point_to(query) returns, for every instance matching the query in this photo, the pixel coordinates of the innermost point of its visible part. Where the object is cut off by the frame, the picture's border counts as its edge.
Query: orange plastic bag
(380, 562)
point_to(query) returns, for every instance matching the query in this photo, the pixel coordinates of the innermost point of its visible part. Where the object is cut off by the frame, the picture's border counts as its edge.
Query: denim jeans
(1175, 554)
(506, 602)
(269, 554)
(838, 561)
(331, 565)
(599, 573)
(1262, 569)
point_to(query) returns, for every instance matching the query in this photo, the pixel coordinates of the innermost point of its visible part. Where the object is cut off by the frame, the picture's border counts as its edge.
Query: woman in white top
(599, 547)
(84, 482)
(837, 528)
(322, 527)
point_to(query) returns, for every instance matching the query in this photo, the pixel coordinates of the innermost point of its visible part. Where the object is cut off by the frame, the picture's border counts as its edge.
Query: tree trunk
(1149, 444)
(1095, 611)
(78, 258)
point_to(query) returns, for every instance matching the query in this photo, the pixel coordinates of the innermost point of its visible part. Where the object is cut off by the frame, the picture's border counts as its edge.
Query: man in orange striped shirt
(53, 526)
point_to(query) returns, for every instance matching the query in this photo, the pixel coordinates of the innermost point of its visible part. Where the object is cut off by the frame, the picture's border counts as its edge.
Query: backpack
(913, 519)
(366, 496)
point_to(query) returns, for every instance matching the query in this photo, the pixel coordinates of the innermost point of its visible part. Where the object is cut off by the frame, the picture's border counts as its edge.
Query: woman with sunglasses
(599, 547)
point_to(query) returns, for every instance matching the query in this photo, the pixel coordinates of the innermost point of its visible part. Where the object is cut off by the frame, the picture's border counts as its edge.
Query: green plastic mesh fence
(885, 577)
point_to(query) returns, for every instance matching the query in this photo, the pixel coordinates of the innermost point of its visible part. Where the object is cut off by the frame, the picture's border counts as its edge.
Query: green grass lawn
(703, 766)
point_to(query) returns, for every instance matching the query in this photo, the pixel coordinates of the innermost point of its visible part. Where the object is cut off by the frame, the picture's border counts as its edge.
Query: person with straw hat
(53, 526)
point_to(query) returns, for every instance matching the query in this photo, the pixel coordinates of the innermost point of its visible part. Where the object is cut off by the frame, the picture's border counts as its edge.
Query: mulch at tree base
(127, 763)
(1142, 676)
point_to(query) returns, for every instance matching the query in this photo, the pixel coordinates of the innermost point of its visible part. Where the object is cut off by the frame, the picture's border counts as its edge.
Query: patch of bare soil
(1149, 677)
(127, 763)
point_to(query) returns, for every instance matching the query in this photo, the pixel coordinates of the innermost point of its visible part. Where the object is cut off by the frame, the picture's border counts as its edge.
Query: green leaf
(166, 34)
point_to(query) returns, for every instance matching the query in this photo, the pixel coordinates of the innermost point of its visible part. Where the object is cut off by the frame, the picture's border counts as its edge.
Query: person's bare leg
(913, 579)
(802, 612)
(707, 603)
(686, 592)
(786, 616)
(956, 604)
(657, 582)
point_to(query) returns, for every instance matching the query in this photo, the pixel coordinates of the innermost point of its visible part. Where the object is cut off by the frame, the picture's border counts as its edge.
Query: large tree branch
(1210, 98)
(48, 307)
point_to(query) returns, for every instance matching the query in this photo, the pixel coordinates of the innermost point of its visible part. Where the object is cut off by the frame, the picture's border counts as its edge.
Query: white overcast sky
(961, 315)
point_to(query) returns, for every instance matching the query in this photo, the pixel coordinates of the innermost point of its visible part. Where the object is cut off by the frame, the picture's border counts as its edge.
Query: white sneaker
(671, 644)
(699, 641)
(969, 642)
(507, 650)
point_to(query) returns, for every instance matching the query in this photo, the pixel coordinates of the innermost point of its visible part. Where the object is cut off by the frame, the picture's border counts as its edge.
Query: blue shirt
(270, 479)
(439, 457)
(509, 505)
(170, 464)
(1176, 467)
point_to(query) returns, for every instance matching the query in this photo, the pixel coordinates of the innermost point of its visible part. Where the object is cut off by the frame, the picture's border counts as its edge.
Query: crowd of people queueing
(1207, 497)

########################################

**Task objective**. Arrange every line of all the records above into a Markdown table with the columns Index and Line Text. Number each row, and omit blank lines.

**Answer to the task**.
| Index | Line Text |
|---|---|
| 1 | point_to(query) returns, for every instance matching the query in this photo, the pixel coordinates of the innermost point of its visible part. Where the object is cut off by the frame, the picture's border counts as its edge. |
| 2 | Query: orange plastic bag |
| 3 | (380, 562) |
| 4 | point_to(query) returns, for every instance matching the query in this photo, the pixel coordinates of the innermost point of its visible part. Where the object is cut off by the frame, the picture's border counts as its edge. |
| 5 | Query: denim jeans |
| 6 | (1175, 554) |
| 7 | (506, 602) |
| 8 | (269, 554) |
| 9 | (838, 561) |
| 10 | (331, 565) |
| 11 | (599, 573) |
| 12 | (1262, 569) |
| 13 | point_to(query) returns, for every instance matching the query in this photo, the pixel coordinates of the innermost point of its visible part. Where the object is cut off by the frame, the picture's border counts as its edge. |
| 14 | Query: woman in white top |
| 15 | (599, 547) |
| 16 | (84, 482) |
| 17 | (837, 528) |
| 18 | (322, 527) |
| 19 | point_to(query) returns, for every instance matching the query in this photo, the pixel coordinates of the innermost point of its visible part. Where the object is cut off by the frame, the picture's border counts as its edge. |
| 20 | Query: tree trunk |
| 21 | (1149, 444) |
| 22 | (1095, 611) |
| 23 | (78, 258) |
| 24 | point_to(query) returns, for every instance matching the query in this photo, the pixel coordinates of the innermost point of its visible part. Where the object is cut off by the frame, the picture's border counts as its edge. |
| 25 | Query: man in orange striped shirt |
| 26 | (53, 526) |
| 27 | point_to(query) returns, for every instance matching the query in this photo, the pixel coordinates of the innermost point of its visible part. Where the object is cut off by the frame, the picture's border counts as its edge. |
| 28 | Query: backpack |
| 29 | (913, 519) |
| 30 | (366, 496) |
| 31 | point_to(query) returns, for every instance matching the query in this photo, the pixel coordinates of the innermost point of its visible part. Where the object is cut off by the frame, the picture's border counts as its edge. |
| 32 | Query: woman with sunglasses |
| 33 | (599, 547) |
| 34 | point_to(query) returns, for every instance matching the query in this photo, the pixel coordinates of the innermost point of its visible part. Where the object is cut off by the frame, the picture's border counts as its edge. |
| 35 | Query: green plastic mesh fence |
| 36 | (885, 577) |
| 37 | point_to(query) returns, for every instance matching the query in this photo, the pixel coordinates of the innermost point of its visible part. Where the object is cut off by the frame, the picture's border counts as its edge. |
| 38 | Query: green grass lawn |
| 39 | (703, 766) |
| 40 | point_to(query) returns, for every instance matching the query in this photo, the pixel coordinates of the innermost point of its visible part. Where the object is cut off by the frame, the picture's border counts as its edge. |
| 41 | Query: person with straw hat |
| 42 | (53, 526) |
| 43 | point_to(query) returns, for every instance matching the query in this photo, the pixel coordinates of the innermost point of its visible part. Where the object is cut off by the frame, the picture's border counts as its edge. |
| 44 | Query: mulch at tree base |
| 45 | (127, 763) |
| 46 | (1142, 676) |
| 47 | point_to(query) returns, for every instance matching the query in this photo, the pixel coordinates of the innermost point of its visible part. Where the object is cut off by the frame, the picture's border counts as its edge. |
| 48 | Query: patch of bare soil |
| 49 | (1149, 677) |
| 50 | (127, 763) |
| 51 | point_to(query) returns, for every instance matching the query in this photo, the pixel coordinates of the innermost point of its visible part. Where the object is cut off by the frame, the picture's border counts as its edge. |
| 52 | Query: green leaf |
| 53 | (166, 34) |
| 54 | point_to(query) returns, for every instance matching the query in this photo, the pixel coordinates of the innermost point of its visible part. Where the object is cut off by the frame, the picture's border counts as its edge. |
| 55 | Query: person's bare leg |
| 56 | (913, 579) |
| 57 | (802, 612) |
| 58 | (707, 603) |
| 59 | (686, 592) |
| 60 | (786, 616) |
| 61 | (956, 604) |
| 62 | (657, 582) |
| 63 | point_to(query) returns, for every instance matching the query in this photo, the pixel coordinates of the innermost point of its visible part. Where the object is cut off by the frame, the picture's border counts as its edge. |
| 64 | Query: large tree branch |
| 65 | (1210, 98) |
| 66 | (48, 307) |
| 67 | point_to(query) returns, for every instance matching the query in this photo, the pixel coordinates of the innermost point of its visible part. Where the object is cut off by the frame, the picture's border counts as its edge. |
| 68 | Query: white overcast sky |
| 69 | (961, 315) |
| 70 | point_to(query) returns, for every instance matching the query in this photo, the pixel coordinates of the innermost point of its visible part. Where the object is cut off by the frame, the picture's border counts as its edge. |
| 71 | Query: white sneaker |
| 72 | (671, 644) |
| 73 | (699, 641) |
| 74 | (969, 642) |
| 75 | (507, 650) |
| 76 | point_to(query) returns, for every instance matching the query in this photo, the pixel coordinates of the innermost point of its visible part. Where the object is cut off by the frame, the picture's border counts as its edge. |
| 77 | Query: blue shirt |
| 78 | (270, 479) |
| 79 | (439, 457) |
| 80 | (509, 505) |
| 81 | (170, 464) |
| 82 | (1176, 467) |
| 83 | point_to(query) returns, for every instance matching the query in this photo, the pixel coordinates of the innermost point of its visible part. Where the object is cut off by the frame, the picture's border counts as its edge. |
| 84 | Query: crowd of people queueing |
| 85 | (1207, 497) |